Point annotation records.
________________

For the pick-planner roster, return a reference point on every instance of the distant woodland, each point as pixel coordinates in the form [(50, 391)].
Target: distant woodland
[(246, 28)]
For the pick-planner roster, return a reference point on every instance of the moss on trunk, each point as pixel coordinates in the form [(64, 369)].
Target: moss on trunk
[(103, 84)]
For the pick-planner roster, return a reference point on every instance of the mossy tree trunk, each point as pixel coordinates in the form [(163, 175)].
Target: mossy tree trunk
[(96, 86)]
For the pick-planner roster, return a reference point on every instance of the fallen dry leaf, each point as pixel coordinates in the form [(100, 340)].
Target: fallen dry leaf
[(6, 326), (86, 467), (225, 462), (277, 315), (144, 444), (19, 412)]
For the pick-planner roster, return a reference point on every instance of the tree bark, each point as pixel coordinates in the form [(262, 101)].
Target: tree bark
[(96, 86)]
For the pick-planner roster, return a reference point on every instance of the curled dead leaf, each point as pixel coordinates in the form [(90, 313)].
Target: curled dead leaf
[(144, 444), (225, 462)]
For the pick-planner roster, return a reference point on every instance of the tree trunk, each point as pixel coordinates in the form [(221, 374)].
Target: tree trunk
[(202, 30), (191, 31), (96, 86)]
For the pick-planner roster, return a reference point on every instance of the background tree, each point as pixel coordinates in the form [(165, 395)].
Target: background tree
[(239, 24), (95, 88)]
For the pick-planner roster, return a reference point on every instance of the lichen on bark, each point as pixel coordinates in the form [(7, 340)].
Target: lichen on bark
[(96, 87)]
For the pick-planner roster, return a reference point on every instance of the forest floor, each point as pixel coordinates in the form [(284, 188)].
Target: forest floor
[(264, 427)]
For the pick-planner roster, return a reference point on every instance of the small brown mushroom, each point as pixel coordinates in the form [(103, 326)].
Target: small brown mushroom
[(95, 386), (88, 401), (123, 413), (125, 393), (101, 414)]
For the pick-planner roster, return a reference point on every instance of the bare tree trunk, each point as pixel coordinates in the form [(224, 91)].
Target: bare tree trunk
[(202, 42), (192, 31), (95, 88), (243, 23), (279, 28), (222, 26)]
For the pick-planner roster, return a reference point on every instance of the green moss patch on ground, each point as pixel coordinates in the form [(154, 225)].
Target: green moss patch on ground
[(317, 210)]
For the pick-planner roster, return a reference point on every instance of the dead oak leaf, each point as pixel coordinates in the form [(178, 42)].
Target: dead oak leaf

________________

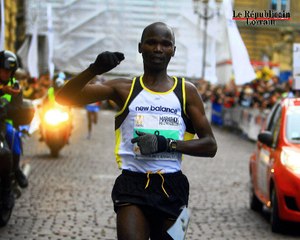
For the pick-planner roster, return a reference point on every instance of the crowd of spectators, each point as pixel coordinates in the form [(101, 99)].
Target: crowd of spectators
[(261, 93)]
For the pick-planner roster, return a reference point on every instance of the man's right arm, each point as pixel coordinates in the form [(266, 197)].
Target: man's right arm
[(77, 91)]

________________

Exercise task. Rewrite the lines from the one containing "form [(221, 374)]." through the one containing "[(317, 210)]", inclusive, with "pick-planner roster" swapped for "harvest-planner roster" and everything else unchanged. Give only those lines.

Final result.
For the harvest-planner roster, return a reference point on every instance of the tree trunk, each point as pixel coordinates in the form [(221, 374)].
Target: tree trunk
[(202, 30), (191, 31), (96, 86)]
For the harvest-planner roster, return a reference point on every instance of the background tree, each point as pixel coordinates in the form [(165, 395)].
Target: background tree
[(239, 24), (95, 88)]
For the harvest-planner roster, return a reference point on every instance of the lichen on bark, each point as pixel coordinates in the form [(7, 340)].
Target: lichen on bark
[(96, 87)]
For the harvest-planner roster, return a reference point on every instance of the forest floor, each point as pixel coordinates in the form [(284, 188)].
Target: forest floor
[(264, 427)]
For the harvest-planner roster, return a reference point on every instance of the small brown mushroom, each point as pixel coordinates in the form [(103, 326)].
Target: small brown mushroom
[(95, 386), (88, 401), (123, 413), (125, 393), (101, 414)]
For the harvest-planner roster, return a reference point on every instance of the bare tree trunk, each point as pixel coordinates in the form [(224, 91)].
Target: bare tree trunk
[(202, 42), (192, 31), (95, 88), (243, 23), (279, 28), (222, 26)]
For the harvest-planner roster, return a reference point on every instance of the green moss patch on ground, each point as pixel coordinates in the form [(154, 225)].
Target: green moss patch on ground
[(317, 210)]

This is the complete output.